_Passage shown_
........
Part 2 of this blog post series picks up where Part 1 left off. Catch up here and learn how preventative maintenance can save you time and money in the future.
Some facets of a maintenance plan are straight forward – change the oil, change the belts, change the filters (just like your car). However, to keep a system running at peak efficiency, you’ll need to expend more elbow grease beyond the basics from time to time. Air-handler coils need to be cleaned regularly to keep heat transfer at maximum amounts. Boilers need to be cleaned once a year; even 1/16-inch of soot and ash on heat-exchange surfaces in an oil-firing boiler can reduce efficiency by 10 percent.
Also, do not forget fire testing. Fire testing and flame adjustment should be performed every 3 years. Measurement is important, you can not just eye the flame in a boiler.
Predictive maintenance is important as well. Tracking different system indicators such as oil temperature, RPM speeds, and other factors, will allow you to pick up on many rising problems before they reach a crisis situation. Many different diagnostics can point to issues where service isn’t being performed in the repetitive, regular nature that it is supposed to be.
........
Saved entries

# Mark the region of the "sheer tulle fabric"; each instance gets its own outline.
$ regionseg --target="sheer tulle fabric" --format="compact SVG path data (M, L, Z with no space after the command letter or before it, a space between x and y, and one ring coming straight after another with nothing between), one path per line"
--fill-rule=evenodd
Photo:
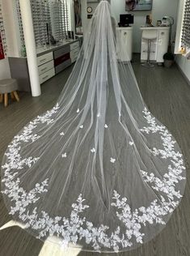
M185 186L180 149L146 107L114 34L102 1L57 104L14 138L2 163L14 219L43 241L82 250L150 240Z

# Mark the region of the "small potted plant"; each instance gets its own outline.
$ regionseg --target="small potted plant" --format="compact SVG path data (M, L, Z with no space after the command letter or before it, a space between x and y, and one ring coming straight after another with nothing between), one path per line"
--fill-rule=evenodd
M164 66L171 67L174 63L174 54L171 53L167 53L163 55Z

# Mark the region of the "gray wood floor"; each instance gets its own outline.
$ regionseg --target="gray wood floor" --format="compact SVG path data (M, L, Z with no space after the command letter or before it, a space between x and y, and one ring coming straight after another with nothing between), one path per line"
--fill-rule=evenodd
M187 186L179 207L163 231L136 250L112 256L189 256L190 255L190 87L175 66L146 69L133 64L142 96L152 113L175 137L187 166ZM42 86L42 96L32 98L20 93L20 102L4 109L0 105L0 161L14 135L36 115L53 106L72 70L68 68ZM0 226L11 220L0 195ZM19 228L0 232L0 256L37 256L43 243ZM82 252L79 256L98 256Z

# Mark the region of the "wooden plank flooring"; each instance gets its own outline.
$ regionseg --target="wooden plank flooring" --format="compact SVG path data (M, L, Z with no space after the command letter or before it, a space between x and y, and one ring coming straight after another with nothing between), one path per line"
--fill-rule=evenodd
M154 239L135 250L112 256L189 256L190 255L190 87L176 66L171 69L147 69L133 64L142 96L151 113L171 131L184 156L187 186L179 207L166 228ZM0 105L0 161L12 138L36 115L52 108L72 70L64 72L42 86L42 96L32 98L19 93L20 102ZM0 195L0 226L11 220ZM0 232L0 256L37 256L43 243L18 227ZM65 255L65 254L64 254ZM79 256L99 256L81 252Z

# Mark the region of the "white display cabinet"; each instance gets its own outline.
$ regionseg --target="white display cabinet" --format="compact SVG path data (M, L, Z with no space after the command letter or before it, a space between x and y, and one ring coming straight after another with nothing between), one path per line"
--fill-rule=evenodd
M150 34L154 32L156 38L151 40L150 46L150 61L162 63L163 62L163 55L167 52L169 45L169 27L143 27L140 28L142 31L141 61L145 62L147 60L148 40Z
M132 60L133 27L116 28L116 49L122 62Z

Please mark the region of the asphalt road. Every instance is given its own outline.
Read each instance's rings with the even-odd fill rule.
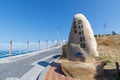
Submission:
[[[34,63],[35,61],[38,61],[53,54],[57,55],[60,52],[61,48],[58,48],[13,62],[2,63],[0,64],[0,80],[6,80],[10,77],[21,78],[25,73],[27,73],[31,68],[34,67],[34,65],[31,65],[31,63]],[[55,59],[55,57],[45,60],[45,62],[49,62],[53,59]]]

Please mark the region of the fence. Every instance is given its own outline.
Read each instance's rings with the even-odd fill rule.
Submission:
[[[15,56],[43,49],[53,48],[65,44],[66,40],[38,41],[38,42],[14,42],[0,43],[0,58]]]

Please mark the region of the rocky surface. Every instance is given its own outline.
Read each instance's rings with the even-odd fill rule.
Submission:
[[[84,63],[79,61],[65,61],[61,63],[65,76],[80,80],[94,80],[104,76],[105,62]]]

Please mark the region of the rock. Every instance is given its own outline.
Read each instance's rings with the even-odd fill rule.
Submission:
[[[105,62],[84,63],[79,61],[65,61],[61,63],[66,77],[80,80],[94,80],[104,75]]]
[[[67,58],[71,61],[85,62],[89,56],[99,56],[97,43],[89,21],[82,14],[76,14],[69,34]],[[76,55],[81,53],[81,55]]]

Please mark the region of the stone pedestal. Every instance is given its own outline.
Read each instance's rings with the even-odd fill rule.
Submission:
[[[80,80],[94,80],[104,76],[105,62],[84,63],[79,61],[65,61],[61,63],[62,71],[66,77]]]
........
_Directions_
• 1. Answer these from the maintenance passage:
(a) How often should boilers be cleaned?
(b) How often should fire testing and flame adjustment be done?
(c) Which two system indicators are named as things to track in predictive maintenance?
• 2. Write what comes next in the maintenance passage, starting after its last sentence.
None of the material is needed here.

_Responses per task_
• 1.
(a) Once a year.
(b) Every 3 years.
(c) Oil temperature and RPM speeds.

• 2.
Erecting automation systems can be an invaluable in maintenance diagnostic by greatly improving response time to maintenance issues via troubleshooting. Building automation systems can also be linked to computerized maintenance management systems (CMMSs) to further enhance your operations.
Keeping Tabs on Work
Once you have your plan ironed out, take the list of HVAC tasks that need to be done monthly, quarterly, annually, etc., and input them into your maintenance management system, as well as any of the documentation that goes with it, no matter if it is a paper-based system or a computerized one. Be sure it is easily retrievable for anyone who works on the system. A steady program should provide a an easily understood history of maintenance conducted on every piece of equipment, also the corrective costs incurred.
It’s important to have a clear record of service being performed and when it was performed, and to keep a paper trail. By doing that, you will be able to see trends and better predict what should be done.
Another way to keep maintenance professionals advised of the work that as been done on HVAC systems is by placing stickers on your equipment. A simple decal attached to the equipment that lists the last time the equipment was serviced, what was done, and who serviced it is invaluable. If you have a record of the last time someone was in this piece of [HVAC] equipment and what they did to it, all it will take is a quick visual check.
Repair vs. Replace
In any system’s life-cycle, there will come a point where you need to decide whether it is fiscally and practically feasible to continue maintaining and repairing an aging, degrading piece of equipment. It is important to do a life-cycle cost analysis when deciding if you should repair or replace an aging HVAC system component.
For example if you have a 30-year-old chiller and have spent more money than expected on maintenance; and, new chillers have twice the efficiency of the old chiller. The decision to replace is an easy one, if you run a life-cycle cost analysis.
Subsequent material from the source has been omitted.